## [SELECTED EXCERPT]

+++

From the SC Grower crew, we hope everyone has a safe and happy Thanksgiving later this week! Be sure to eat lots of fresh SC grown collard greens and sweetpotatoes!
- We finally got a few drops of rain this past week. We could certainly use some more, but what little we got did us good.
- The fall greens and other crops look gorgeous right now and are coming off in good volumes. No real issues to report but stay on the lookout for insects and diseases.
- Strawberry growers that have had Phytophthora issues in the past or have suspect plants this year can apply their first application of product to battle this disease.
- Leafy greens look great here in the Midlands. Broccoli is coming in strong with outstanding quality. Depending on the variety, cabbage is sizing up well, and a few small growers have timed them right for Thanksgiving. Diamondback caterpillar is still a concern, and I have seen it in a few cabbages. Collards, turnips, rutabaga, and mustard are all being harvested as they are ready, with little to no issue other than aphids.
- Strawberries are doing well. There are still a few lingering signs of phytophthora root rot. If your plants look weak, pull a few up, and if the roots are discolored and sloughing off, that is a pretty good indicator of phytophthora root rot. Albion is blooming currently and doing well. Keep an eye out for spider mites in these dry conditions.

+++

## [INFORMATION SHOWN]
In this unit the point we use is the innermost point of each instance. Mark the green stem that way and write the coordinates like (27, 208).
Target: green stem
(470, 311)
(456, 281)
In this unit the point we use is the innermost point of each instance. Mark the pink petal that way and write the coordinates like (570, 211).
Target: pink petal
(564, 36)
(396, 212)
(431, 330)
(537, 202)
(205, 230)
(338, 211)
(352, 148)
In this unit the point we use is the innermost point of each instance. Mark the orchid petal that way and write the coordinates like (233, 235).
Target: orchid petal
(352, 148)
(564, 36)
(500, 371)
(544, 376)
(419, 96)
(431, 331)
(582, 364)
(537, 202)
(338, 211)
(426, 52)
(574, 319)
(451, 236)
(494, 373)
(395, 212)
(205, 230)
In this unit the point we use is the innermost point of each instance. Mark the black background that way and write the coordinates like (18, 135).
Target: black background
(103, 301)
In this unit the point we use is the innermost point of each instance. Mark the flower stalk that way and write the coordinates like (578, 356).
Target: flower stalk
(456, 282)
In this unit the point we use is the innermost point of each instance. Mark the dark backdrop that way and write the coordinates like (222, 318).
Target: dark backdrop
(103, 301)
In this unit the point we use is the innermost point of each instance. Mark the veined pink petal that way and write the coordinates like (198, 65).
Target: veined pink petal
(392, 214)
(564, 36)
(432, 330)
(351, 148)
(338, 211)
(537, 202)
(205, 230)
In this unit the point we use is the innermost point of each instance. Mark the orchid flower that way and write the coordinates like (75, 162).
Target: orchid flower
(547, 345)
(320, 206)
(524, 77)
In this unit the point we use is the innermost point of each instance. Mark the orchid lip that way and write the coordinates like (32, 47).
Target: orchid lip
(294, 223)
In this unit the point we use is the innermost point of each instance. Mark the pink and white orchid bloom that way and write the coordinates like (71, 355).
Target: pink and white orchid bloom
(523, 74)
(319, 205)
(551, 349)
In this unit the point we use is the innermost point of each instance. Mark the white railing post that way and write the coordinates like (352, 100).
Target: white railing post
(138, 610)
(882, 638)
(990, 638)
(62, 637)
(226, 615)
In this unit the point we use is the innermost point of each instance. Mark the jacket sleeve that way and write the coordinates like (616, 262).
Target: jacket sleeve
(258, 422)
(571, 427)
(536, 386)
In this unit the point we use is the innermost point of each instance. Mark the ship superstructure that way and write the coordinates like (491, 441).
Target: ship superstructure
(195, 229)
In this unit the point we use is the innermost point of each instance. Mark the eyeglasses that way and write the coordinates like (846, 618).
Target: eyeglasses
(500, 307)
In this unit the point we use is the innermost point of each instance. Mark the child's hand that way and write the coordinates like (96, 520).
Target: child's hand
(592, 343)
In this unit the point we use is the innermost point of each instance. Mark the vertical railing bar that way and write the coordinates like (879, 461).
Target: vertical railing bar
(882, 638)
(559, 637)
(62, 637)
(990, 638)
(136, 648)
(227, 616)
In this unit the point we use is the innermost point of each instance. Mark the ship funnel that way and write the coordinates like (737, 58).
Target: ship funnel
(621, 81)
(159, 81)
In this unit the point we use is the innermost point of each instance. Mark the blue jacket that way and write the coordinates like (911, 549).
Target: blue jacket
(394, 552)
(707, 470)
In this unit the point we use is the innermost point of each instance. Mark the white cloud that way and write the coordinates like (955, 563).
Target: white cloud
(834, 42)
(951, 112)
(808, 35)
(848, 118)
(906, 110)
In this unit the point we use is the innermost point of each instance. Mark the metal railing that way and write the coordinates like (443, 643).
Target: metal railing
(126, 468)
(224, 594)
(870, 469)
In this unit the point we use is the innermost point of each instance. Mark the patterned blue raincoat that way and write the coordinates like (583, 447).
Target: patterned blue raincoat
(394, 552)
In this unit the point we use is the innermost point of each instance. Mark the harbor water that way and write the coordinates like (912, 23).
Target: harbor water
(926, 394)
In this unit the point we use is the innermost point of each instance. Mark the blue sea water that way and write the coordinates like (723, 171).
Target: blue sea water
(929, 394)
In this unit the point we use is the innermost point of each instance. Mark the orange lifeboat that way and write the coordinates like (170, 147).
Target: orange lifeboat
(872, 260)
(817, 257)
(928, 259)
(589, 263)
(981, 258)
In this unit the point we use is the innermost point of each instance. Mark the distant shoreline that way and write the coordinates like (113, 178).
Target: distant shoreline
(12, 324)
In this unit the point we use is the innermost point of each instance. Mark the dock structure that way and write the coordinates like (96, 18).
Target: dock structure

+++

## [CHECK YOUR UNDERSTANDING]
1. According to the SC Grower crop update, which strawberry variety is blooming right now?
2. Copy the passage of the SC Grower crop update word for word, starting at "From the SC" and ending at "insects and diseases.".

## [EXPECTED RESPONSES]
1. Albion

2.
From the SC Grower crew, we hope everyone has a safe and happy Thanksgiving later this week! Be sure to eat lots of fresh SC grown collard greens and sweetpotatoes!
- We finally got a few drops of rain this past week. We could certainly use some more, but what little we got did us good.
- The fall greens and other crops look gorgeous right now and are coming off in good volumes. No real issues to report but stay on the lookout for insects and diseases.